**Exercise brief**
Reproduce each line of the entries that carries "black".

**Exercise input**

================

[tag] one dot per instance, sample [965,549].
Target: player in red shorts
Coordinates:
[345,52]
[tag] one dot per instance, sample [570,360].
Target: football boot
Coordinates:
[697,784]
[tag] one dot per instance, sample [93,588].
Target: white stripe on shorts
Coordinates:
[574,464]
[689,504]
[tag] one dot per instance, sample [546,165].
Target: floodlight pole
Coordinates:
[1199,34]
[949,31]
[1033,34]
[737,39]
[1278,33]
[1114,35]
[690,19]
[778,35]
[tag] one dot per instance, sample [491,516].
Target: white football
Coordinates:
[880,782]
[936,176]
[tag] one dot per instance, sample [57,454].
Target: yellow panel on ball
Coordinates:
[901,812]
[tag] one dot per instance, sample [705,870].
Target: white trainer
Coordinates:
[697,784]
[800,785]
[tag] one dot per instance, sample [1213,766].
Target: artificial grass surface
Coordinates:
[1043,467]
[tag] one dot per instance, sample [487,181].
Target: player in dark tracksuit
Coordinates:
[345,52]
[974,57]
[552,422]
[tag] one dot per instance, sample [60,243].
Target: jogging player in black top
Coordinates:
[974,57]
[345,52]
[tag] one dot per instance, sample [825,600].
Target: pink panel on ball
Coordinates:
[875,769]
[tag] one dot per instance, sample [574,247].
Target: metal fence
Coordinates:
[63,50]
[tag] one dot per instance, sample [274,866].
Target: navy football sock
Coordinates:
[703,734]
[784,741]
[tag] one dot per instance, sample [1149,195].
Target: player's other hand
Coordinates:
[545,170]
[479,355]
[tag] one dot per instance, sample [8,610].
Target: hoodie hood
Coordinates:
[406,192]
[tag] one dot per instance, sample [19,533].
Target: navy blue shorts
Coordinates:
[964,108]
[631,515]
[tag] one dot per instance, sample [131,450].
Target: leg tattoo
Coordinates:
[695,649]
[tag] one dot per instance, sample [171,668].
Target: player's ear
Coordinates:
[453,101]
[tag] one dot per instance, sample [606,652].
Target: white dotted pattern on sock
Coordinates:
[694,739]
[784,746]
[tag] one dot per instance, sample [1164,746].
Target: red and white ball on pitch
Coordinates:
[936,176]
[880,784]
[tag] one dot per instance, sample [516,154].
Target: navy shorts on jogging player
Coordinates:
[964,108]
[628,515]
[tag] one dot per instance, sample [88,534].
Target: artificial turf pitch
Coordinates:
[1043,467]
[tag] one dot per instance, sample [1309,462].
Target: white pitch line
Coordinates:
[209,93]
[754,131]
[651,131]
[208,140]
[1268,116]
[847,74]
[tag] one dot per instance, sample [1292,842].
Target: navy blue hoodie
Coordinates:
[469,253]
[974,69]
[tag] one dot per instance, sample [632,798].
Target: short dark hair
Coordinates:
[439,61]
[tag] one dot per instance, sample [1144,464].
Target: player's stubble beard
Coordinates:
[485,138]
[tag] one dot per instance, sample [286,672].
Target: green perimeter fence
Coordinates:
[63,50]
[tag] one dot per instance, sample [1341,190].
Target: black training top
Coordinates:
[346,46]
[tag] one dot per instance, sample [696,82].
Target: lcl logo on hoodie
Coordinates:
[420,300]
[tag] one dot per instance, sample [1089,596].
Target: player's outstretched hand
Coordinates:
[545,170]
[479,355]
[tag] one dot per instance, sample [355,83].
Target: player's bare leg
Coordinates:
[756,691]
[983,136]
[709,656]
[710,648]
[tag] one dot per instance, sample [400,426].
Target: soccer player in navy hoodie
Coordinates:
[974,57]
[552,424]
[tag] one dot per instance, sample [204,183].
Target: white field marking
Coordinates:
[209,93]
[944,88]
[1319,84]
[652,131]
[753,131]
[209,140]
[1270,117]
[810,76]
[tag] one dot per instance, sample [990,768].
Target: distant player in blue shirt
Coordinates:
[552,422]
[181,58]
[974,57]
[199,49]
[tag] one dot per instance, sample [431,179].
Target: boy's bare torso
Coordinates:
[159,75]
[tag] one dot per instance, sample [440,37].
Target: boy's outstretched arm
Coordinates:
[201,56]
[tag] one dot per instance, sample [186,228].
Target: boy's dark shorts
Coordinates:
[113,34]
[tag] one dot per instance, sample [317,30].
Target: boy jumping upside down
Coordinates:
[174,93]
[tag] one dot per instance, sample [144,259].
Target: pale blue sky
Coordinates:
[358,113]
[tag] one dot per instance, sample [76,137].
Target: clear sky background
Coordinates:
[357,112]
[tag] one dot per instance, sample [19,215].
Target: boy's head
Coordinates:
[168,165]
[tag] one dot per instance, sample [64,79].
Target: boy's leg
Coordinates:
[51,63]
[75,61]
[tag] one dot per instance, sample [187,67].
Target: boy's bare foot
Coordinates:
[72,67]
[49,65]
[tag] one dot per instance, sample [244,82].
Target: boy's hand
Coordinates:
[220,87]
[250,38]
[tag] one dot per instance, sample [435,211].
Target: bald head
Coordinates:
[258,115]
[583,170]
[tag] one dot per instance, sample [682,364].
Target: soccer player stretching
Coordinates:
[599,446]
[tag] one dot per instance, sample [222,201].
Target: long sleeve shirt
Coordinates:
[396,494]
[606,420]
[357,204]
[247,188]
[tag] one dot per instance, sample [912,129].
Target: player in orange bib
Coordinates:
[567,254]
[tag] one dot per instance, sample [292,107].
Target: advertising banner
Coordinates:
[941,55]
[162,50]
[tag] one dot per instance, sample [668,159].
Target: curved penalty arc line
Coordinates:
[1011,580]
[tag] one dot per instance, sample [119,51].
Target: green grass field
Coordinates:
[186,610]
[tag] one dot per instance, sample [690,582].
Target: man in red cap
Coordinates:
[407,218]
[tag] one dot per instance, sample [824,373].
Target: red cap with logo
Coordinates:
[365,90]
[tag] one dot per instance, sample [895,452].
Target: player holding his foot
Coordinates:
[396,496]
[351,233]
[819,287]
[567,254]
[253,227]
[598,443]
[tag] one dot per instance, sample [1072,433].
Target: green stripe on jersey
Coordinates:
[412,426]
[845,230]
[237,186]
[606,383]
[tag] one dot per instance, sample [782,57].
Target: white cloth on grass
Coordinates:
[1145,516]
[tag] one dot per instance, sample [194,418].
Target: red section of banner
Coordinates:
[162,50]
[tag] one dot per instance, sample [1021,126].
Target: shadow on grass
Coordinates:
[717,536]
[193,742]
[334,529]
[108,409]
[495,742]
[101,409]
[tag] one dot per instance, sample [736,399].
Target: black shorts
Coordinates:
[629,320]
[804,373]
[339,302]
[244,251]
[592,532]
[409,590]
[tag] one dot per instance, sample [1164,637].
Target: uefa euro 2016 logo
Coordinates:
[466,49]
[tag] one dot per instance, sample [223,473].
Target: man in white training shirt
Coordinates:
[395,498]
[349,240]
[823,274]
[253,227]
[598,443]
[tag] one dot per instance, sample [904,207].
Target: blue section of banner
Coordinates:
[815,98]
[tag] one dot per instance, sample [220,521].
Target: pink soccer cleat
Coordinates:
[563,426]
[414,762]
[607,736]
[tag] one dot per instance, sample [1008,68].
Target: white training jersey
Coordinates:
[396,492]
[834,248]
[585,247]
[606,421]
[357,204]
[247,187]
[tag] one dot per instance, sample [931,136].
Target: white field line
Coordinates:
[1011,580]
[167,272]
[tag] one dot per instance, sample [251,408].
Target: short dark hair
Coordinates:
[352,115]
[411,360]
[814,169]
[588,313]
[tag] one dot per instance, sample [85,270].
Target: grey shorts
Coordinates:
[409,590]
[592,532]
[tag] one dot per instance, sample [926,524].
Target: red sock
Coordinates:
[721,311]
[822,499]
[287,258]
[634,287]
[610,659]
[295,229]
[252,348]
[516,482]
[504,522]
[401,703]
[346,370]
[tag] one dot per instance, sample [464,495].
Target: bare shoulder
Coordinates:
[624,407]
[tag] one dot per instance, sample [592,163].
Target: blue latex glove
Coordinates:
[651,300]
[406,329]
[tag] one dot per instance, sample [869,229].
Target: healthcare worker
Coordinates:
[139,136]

================

**Output for this task**
Target: jogging player in black top
Target: black training top
Target: black shorts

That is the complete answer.